**Stated problem**
Please continue the passage below on budgets and budgetary control, picking up after its final sentence.
** start of Page text **
An organization plan entails the objectives to be, and the policies to enhance their attainment. These policies are transacted into action plans called budgets. The budget is a quantitative expression of managerial plans prepared and approved prior usually a year, while budgetary control compares actual results with budgeted performance and make for corrective action. Budget is as important to a country as to a state and to business organization. As a nation plan ahead in terms of revenue and expenditure within a specific period, so also business organization or state conceptualizes anticipated revenues and disbursement within a specific time. Every establishment, be it business organization, private or public, makes it a point of necessity to prepare a budget and institute budgetary control for the purpose of translating policies coordinating activities as well as financial control in order to achieve the best possible results.
** end of Page text **
** start of Material supplied **
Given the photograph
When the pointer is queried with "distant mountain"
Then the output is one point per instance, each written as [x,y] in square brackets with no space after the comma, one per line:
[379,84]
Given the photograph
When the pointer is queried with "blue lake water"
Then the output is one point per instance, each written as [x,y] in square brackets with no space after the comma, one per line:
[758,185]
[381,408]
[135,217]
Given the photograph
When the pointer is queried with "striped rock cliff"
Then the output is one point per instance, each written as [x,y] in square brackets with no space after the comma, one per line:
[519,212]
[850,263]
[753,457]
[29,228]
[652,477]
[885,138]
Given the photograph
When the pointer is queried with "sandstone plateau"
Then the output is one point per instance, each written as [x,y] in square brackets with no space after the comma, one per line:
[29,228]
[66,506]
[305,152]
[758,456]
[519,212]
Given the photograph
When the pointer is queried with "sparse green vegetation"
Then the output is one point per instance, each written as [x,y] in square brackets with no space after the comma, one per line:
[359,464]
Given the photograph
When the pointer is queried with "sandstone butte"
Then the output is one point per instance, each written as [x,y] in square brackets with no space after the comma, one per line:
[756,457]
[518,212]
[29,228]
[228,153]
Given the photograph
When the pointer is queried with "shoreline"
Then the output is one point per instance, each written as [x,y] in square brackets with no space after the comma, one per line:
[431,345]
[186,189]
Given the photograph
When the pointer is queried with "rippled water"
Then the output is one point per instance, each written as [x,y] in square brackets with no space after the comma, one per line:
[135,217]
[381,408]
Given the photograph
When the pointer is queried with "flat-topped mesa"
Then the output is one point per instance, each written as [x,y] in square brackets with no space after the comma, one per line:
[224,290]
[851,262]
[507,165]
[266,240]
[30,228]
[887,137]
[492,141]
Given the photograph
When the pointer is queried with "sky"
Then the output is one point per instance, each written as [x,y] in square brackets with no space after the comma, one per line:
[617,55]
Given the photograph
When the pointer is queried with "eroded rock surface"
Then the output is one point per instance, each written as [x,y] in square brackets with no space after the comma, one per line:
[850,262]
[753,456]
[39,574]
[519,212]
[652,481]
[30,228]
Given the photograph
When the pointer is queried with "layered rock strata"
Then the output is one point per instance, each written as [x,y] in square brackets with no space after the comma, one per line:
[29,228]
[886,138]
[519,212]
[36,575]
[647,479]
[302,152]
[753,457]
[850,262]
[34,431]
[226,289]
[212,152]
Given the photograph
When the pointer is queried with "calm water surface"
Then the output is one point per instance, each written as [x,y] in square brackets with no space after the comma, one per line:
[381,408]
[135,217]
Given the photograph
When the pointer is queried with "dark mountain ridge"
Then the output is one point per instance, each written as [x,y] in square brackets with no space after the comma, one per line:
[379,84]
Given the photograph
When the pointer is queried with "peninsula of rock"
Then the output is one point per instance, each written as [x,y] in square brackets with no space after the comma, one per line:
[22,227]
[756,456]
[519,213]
** end of Material supplied **
**Response to the task**
This project sought to examine budgeting and budgetary control and effective financial management in government parastals in Nigeria and highlight the process, type, classification, also, an overview of budgetary and budgeting implementation in Guinness (Nig) Plc
- Background of the study
T In the year 1962 at Ikeja, Lagos State, Nigeria, a brewery company was incorporated named Guinness (Nigeria) Plc. The Benin branch which is the case study was established in mid 1972 as at the time of incorporation, it was called Guinness (Nigeria) Ltd. It was changed to Guinness Nigeria Plc in the year 1991 due to government directive to distinguish public limited companies from other limited companies. Guinness (Nigeria) Plc, Benin branch is located along the Benin Agbor road, at Oregbeni Housing Estate, Ikpoba Hill in Ikpobookha Local Government Area, Edo State.
The objectives of the company (Guinness Nigeria Plc) include among others:
1. To contribute to the economic development of the nation.
2. To contribute to the general welfare of the community, where it is situated.
3. To provide or create employment opportunities to members of the entire community. As a result of the recent structural re-organization of the company, the total number of full time staff of the company is 2250. Moreover, about 250 casual workers are employed on daily pay basis.
However only 106 people are in the management cadre. It is noteworthy to understand that expatriated workers do come from time to time to the company to offer technical and other managerial advice particularly when a new product is to be introduced into the market. The board of directors is made up of sixteen (16) members.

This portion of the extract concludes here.